What is being asked:
Restate each of the lines given below, word for word.

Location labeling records
* START *
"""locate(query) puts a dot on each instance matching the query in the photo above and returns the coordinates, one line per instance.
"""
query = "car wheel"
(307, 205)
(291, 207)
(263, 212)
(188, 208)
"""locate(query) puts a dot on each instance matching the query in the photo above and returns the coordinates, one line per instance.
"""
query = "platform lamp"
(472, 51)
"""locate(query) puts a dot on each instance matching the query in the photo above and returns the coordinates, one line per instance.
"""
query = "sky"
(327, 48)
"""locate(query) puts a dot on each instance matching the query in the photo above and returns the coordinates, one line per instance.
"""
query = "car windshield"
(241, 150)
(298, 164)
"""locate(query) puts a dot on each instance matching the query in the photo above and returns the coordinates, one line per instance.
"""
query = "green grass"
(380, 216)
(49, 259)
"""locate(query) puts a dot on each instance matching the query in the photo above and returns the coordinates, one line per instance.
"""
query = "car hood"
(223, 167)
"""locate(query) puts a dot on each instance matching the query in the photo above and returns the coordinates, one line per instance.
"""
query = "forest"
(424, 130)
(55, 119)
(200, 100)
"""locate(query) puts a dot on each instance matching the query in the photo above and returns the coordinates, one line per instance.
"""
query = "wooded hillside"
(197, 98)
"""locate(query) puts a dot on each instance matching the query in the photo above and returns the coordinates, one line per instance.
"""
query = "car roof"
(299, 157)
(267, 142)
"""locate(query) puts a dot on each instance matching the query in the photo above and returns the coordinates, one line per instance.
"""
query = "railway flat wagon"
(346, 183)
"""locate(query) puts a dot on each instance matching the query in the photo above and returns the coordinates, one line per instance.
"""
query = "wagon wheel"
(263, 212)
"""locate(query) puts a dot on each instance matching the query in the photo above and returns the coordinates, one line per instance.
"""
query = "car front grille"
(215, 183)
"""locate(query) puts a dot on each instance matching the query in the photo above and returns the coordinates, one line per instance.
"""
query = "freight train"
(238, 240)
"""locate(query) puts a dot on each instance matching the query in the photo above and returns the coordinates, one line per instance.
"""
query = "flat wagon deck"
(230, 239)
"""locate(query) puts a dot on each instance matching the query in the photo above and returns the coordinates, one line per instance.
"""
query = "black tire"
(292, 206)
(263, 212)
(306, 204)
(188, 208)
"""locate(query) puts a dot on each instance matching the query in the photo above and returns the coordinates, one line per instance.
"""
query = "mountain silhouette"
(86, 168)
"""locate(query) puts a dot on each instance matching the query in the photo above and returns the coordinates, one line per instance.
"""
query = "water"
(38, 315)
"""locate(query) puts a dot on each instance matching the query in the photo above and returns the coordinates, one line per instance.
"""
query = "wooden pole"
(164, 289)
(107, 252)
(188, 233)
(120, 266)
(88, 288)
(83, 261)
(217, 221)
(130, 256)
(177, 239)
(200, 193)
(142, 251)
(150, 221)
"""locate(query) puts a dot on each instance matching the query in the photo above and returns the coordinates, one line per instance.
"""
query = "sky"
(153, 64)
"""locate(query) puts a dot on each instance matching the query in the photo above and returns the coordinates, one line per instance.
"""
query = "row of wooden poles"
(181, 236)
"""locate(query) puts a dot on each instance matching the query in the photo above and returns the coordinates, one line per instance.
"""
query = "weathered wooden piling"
* END *
Task result:
"""locate(query) puts a dot on each instance matching the query in the photo above and returns the coordinates, one line per instance.
"""
query = "car wheel"
(307, 205)
(291, 207)
(263, 212)
(188, 208)
"""locate(query) puts a dot on each instance matching the query in the photo above and returns the coordinates, one line per instance.
"""
query = "platform lamp"
(472, 51)
"""locate(query) puts a dot on each instance matching the query in the photo above and returns the coordinates, one line per instance.
"""
query = "sky"
(327, 48)
"""locate(query) puts a dot on each instance matching the query in the photo above and returns the coordinates, one line per instance.
"""
query = "car windshield"
(241, 150)
(298, 164)
"""locate(query) puts a dot on each instance matching the query in the photo above and returns the coordinates, one line per instance.
"""
query = "green grass"
(380, 216)
(49, 259)
"""locate(query) puts a dot on each instance matching the query in the photo above and returns the coordinates, one line per instance.
"""
query = "car hood"
(223, 167)
"""locate(query) puts a dot on each instance matching the query in the photo above and returns the coordinates, one line per instance.
"""
query = "forest"
(424, 130)
(55, 119)
(200, 100)
"""locate(query) puts a dot on each instance matching the query in the photo above and returns the coordinates, one line per instance.
"""
query = "wooded hillside"
(197, 98)
"""locate(query) puts a dot on each instance matching the query in the photo above and returns the coordinates, one line per instance.
"""
query = "car roof"
(299, 157)
(267, 142)
"""locate(query) puts a dot on each instance matching the query in the photo above and returns the coordinates, one line per instance.
"""
query = "railway flat wagon"
(346, 183)
"""locate(query) puts a dot on each instance matching the query in the photo above and returns the coordinates, one line per instance.
"""
query = "wagon wheel"
(263, 212)
"""locate(query) puts a dot on each instance matching the query in the photo above and returns the coordinates, one line per instance.
"""
query = "car front grille"
(215, 183)
"""locate(query) puts a dot on each instance matching the query in the photo above and returns the coordinates, one line per instance.
"""
query = "freight train"
(238, 240)
"""locate(query) puts a dot on each instance matching the query in the photo above and returns the coordinates, one line per instance.
"""
query = "flat wagon deck"
(230, 239)
"""locate(query) puts a dot on each instance matching the query in the photo above and returns the coordinates, one line per instance.
"""
query = "black tire"
(292, 206)
(263, 212)
(306, 204)
(188, 208)
"""locate(query) puts a dot on each instance matching the query in the photo above and returns the coordinates, one line per instance.
"""
query = "mountain silhouette"
(86, 168)
"""locate(query) puts a dot on each instance matching the query in the photo above and returns the coordinates, one line per instance.
"""
query = "water"
(38, 315)
"""locate(query) puts a dot on each instance matching the query in the photo above and returns the coordinates, one line per instance.
"""
query = "wooden pole"
(164, 289)
(107, 252)
(188, 233)
(120, 266)
(88, 288)
(83, 261)
(217, 221)
(130, 256)
(177, 239)
(200, 193)
(142, 251)
(150, 221)
"""locate(query) puts a dot on each instance matching the query in the photo above and returns the coordinates, one line per instance.
"""
query = "sky"
(153, 64)
"""locate(query) puts a dot on each instance matching the query in the photo above and returns the coordinates, one line per instance.
"""
query = "row of wooden poles"
(181, 236)
"""locate(query) puts a dot on each instance matching the query in the photo above and returns the coordinates, one line per instance.
"""
query = "weathered wooden piling"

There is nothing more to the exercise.